▶ [What to work on]: From the line that contains "of the tensioned" to the last line of the data, every line is to be transcribed exactly; no other line is to be included.

Data extracted from a collection:
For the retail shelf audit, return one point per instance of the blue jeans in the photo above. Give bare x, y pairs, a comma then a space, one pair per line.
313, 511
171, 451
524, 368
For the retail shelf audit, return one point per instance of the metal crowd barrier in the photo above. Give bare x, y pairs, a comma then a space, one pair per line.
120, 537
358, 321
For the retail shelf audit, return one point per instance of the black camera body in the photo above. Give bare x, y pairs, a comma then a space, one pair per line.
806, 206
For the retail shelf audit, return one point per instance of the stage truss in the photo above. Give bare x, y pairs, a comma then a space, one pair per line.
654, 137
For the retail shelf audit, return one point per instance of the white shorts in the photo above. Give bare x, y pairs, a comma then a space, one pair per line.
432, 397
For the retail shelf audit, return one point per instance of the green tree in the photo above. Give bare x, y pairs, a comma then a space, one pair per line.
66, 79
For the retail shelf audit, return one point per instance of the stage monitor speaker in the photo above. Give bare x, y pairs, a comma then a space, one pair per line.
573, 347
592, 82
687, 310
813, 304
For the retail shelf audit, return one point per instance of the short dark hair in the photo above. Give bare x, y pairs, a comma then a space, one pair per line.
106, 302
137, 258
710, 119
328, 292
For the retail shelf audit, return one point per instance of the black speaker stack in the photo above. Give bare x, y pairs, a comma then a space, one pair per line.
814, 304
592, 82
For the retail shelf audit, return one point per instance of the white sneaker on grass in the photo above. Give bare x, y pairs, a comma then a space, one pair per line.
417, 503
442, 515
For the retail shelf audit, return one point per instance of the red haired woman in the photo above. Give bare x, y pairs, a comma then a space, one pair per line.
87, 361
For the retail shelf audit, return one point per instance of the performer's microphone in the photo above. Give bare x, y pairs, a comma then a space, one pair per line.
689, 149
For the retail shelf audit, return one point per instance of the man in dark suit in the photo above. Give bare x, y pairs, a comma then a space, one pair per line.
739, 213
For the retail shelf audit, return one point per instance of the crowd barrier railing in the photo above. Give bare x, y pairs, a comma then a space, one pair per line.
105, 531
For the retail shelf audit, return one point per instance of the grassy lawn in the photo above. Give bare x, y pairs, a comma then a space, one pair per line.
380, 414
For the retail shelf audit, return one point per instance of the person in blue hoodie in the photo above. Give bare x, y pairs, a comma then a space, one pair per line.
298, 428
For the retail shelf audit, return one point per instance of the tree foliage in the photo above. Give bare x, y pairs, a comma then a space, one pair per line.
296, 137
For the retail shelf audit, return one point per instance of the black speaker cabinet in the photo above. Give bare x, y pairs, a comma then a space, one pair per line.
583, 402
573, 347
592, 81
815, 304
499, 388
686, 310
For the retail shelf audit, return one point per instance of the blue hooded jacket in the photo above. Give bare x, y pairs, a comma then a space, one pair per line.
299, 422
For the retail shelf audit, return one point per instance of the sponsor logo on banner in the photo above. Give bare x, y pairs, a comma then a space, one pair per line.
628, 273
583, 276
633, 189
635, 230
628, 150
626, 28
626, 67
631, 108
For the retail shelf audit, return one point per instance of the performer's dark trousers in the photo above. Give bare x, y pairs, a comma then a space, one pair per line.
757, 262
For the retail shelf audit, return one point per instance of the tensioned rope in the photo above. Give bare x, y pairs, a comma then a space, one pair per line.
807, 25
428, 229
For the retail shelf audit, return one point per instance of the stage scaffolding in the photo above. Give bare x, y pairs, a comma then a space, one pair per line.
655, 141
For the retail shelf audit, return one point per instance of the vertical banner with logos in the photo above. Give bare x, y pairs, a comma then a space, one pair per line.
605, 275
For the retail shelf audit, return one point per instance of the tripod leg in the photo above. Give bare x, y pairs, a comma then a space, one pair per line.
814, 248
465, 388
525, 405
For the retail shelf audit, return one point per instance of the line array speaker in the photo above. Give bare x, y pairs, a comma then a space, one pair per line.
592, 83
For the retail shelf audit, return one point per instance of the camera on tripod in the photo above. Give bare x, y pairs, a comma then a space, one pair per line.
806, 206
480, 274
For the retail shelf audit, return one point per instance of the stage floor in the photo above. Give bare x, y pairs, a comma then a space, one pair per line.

▶ [Result of the task]:
For the retail shelf audit, return one point per instance of the tensioned rope in the photo above. Give bare x, y pairs, a comma then a space, one pair per line.
807, 25
428, 229
For the retail shelf audit, return one point per instance of the stage scaffolding in the photo above. Give bare x, y pairs, a comma then a space, one pair per line.
655, 141
For the retail shelf audit, return one point per instance of the vertical banner with logos in the photo above. Give bare x, y pairs, a comma then a space, one pair per line.
605, 275
For the retail shelf audit, return one point per instance of the tripod leg in the photo above. Give bare x, y pairs, a comma then a space, one pair per line.
814, 248
465, 388
525, 405
For the retail shelf audit, return one point per instance of the line array speaker in the photo above. Give bare x, y pairs, a comma then a space, one pair per line.
592, 83
For the retail shelf audit, return one point per instance of the camera on tripod in the photo above. Give bare x, y pairs, a comma then a space, one pair per line.
806, 206
480, 274
For the retail shelf audit, return one point per instance of the stage floor in the photo above. Give bare x, y pairs, a comma then a space, one pair per line.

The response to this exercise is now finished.